▸ YOUR GOAL: Copy out the entries below, replacing "trail-camera" with "doorbell camera" and leaving everything else unchanged.

▸ INFORMATION PROVIDED:
## Start

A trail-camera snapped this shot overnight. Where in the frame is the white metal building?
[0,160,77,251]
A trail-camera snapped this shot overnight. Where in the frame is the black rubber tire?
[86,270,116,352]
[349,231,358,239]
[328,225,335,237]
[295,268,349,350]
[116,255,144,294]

## End

▸ THE RESULT:
A doorbell camera snapped this shot overnight. Where in the frame is the white metal building?
[0,160,77,251]
A doorbell camera snapped this shot overnight. Where in the frame is the black rubber tire?
[86,270,116,352]
[349,231,358,239]
[328,225,335,237]
[295,268,349,350]
[116,255,144,294]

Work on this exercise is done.